#### Extract to read ####
Question

Find the inverse transform by convolution: 4 (s-3)(s-2) C.27.

Answer 1

I suppose you're asking about the inverse Laplace transform of

`F(s)=\frac4{(s-3)(s-2)}`

by way of the convolution theorem.

The theorem itself says that

`\mathscr L^(-1)\{A(s)B(s)\}=(a*b)(t)`

where
`A(s)` and
`B(s)` are the Laplace transforms of
`a(t)` and
`b(t)`, respectively.

Let
`A(s)=\frac1{s-3}` and
`B(s)=\frac1{s-2}`. Then

`a(t)=\mathscr L^(-1)\left\{\frac1{s-3}\right\}=e^(3t)`

`b(t)=\mathscr L^(-1)\left\{\frac1{s-2}\right\}=e^(2t)`

So we have

`\mathscr L^(-1)\left\{\frac4{(s-3)(s-2)}\right\}=e^(3t)*e^(2t)`

Convolution is defined as

`(a*b)(t)=\displaystyle\int_0^t a(t-\tau)b(\tau)\,\mathrm d\tau`

The convolution of
`e^(3t)` and
`e^(2t)` is

`e^(3t)*e^(2t)=\displaystyle\int_0^t e^(3(t-\tau))e^(2\tau)\,\mathrm d\tau`

`=\displaystyle e^(3t) \int_0^t e^(-\tau)\,\mathrm d\tau`

`=e^(3t)(1-e^(-t))=e^(3t)-e^(2t)`

We end up with

`\mathscr L^(-1)\left\{\frac4{(s-3)(s-2)}\right\}=\boxed{4(e^(3t)-e^(2t))}`
####
Set exercise a
Which lines of the listing below contain the string "keypoint"? Return each such line in full, treating case as significant.
#### Information provided ####
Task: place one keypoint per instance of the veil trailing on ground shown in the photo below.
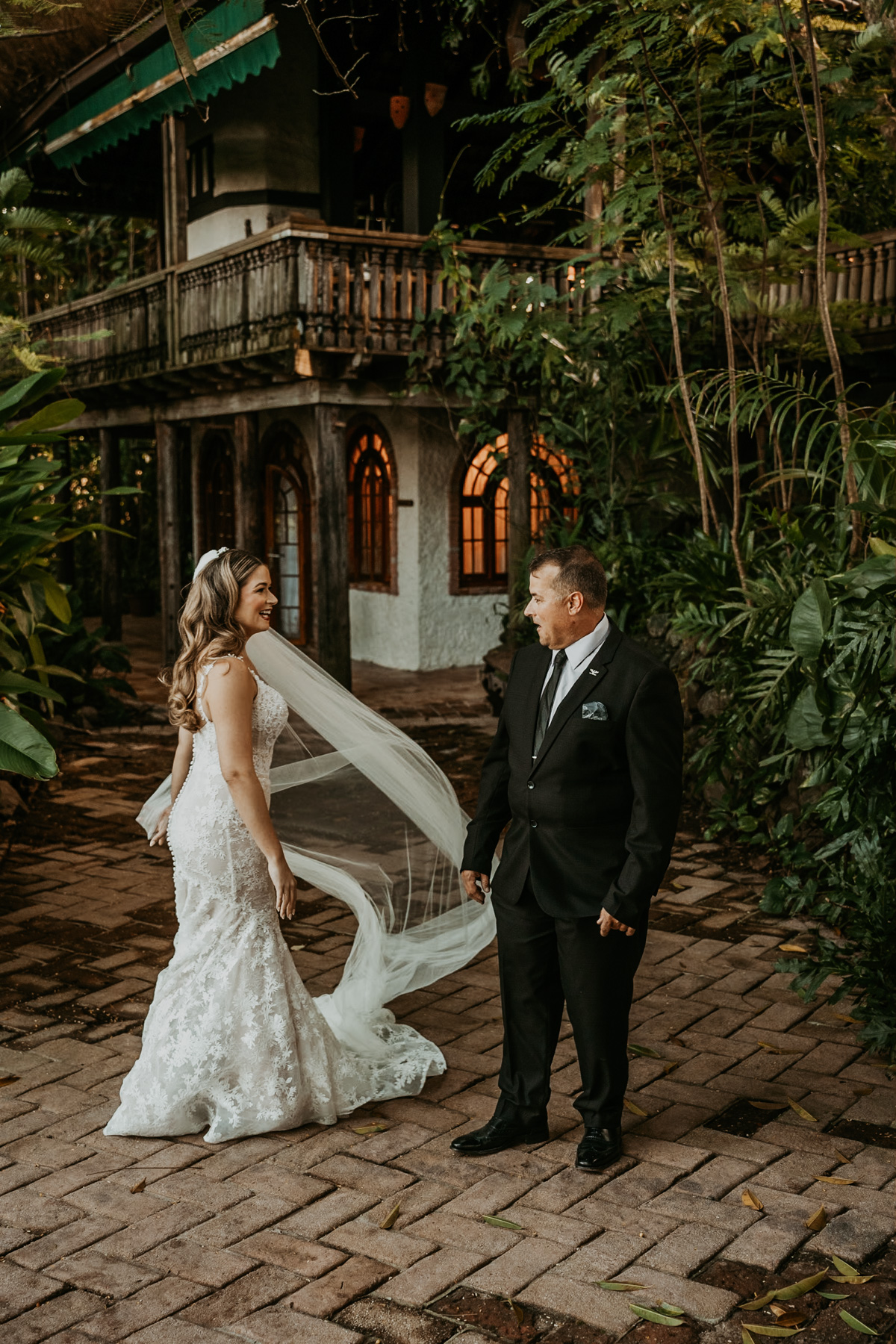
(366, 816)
####
#### Information provided ####
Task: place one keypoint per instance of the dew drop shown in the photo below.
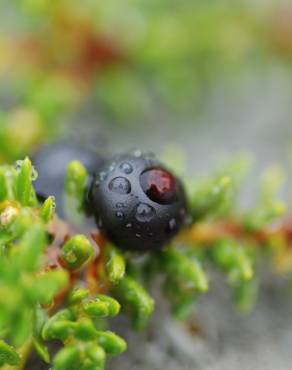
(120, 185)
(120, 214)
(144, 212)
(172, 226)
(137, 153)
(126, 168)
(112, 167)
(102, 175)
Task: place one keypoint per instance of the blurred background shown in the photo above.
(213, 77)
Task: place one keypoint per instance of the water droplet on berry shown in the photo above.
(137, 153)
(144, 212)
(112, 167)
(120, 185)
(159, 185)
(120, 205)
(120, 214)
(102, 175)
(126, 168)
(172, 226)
####
Set exercise b
Copy the passage of the inverse Laplace transform thread above that begins at the words "Find the inverse" and stops after "the convolution theorem.".

Final result a
Task: place one keypoint per instance of the veil trailing on ground shown in the photo below.
Task: place one keypoint per instance of the dew drop shown in the photo below.
Task: place one keypoint per instance of the blurred background shown in the photo above.
Task: place one keypoint per instance of the water droplet on berry shown in the photo above.

Final result b
Find the inverse transform by convolution: 4 (s-3)(s-2) C.27.

Answer 1

I suppose you're asking about the inverse Laplace transform of

`F(s)=\frac4{(s-3)(s-2)}`

by way of the convolution theorem.